**Passage to read:**

— Start —

Studio album by Mind Funk
- Released: 1993
- Recorded: Bad Animals Studios, Seattle, Washington
- Genre: Stoner metal; grunge;
- Length: 64:10
- Label: Megaforce
- Producer: Terry Date

Mind Funk chronology
| Mind Funk (1991) | Dropped (1993) | People Who Fell from the Sky (1995) |

= Dropped (Mind Funk album) =

Dropped is the second studio album by American rock band Mind Funk. The title is a reference to the loss of their recording contract with Epic Records prior to recording the album.

Professional ratings
Review scores
| Source | Rating |
| AllMusic |  |
| The Encyclopedia of Popular Music |  |

==Production==
The band was about to start recording sessions for the album when they were informed that Epic Records had dropped them. Producer Terry Date encouraged the band to stay together, record the album in Seattle, and use a cheaper and more live recording style.

— End —

**Short exercise:** Continue the article on Mind Funk's album Dropped, picking up after its last sentence.

**Record list:**
— Start —

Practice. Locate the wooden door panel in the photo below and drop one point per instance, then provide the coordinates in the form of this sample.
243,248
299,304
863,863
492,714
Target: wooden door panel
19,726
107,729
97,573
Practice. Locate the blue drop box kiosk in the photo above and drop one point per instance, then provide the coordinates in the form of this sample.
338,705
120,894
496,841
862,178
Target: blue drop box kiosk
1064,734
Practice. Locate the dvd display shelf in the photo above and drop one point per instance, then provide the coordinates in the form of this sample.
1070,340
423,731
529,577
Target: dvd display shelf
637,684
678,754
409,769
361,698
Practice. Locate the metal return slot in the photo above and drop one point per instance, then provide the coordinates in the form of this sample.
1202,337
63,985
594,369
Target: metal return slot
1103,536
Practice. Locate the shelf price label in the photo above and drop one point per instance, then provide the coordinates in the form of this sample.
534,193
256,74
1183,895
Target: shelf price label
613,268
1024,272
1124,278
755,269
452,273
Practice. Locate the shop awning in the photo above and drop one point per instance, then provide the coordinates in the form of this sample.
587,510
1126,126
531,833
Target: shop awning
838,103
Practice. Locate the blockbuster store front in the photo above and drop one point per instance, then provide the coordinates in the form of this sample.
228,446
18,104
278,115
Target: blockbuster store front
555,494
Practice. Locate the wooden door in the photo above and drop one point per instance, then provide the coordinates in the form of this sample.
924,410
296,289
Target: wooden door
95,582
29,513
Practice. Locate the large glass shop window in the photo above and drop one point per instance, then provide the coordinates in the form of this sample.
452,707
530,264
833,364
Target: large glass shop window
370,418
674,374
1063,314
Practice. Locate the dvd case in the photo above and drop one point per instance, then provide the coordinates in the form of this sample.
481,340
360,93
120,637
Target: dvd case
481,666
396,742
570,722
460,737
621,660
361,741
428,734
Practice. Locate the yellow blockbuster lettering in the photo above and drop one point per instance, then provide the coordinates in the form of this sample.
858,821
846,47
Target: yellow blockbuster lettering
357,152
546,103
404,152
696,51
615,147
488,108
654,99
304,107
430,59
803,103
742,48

— End —

**Exercise output:**
==Critical reception==
Trouser Press called the album "competent and tasteful but undistinguished", writing that "[guitarists] Everman and Svitek whip up smartly modulated guitar noise bolstered by a strong, slightly stiff rhythm section and functional tunes." The Washington Post wrote: "Boasting an effectively off-kilter weave of standard-issue grunge and unexpected psychedelic flourishes, Dropped is equal parts trippy impressionism ('11 Ton Butterfly') and brooding introspection ('Drowning')." The Tampa Bay Times wrote that the band "musters enough intensity to overcome its shortcomings in the originality department."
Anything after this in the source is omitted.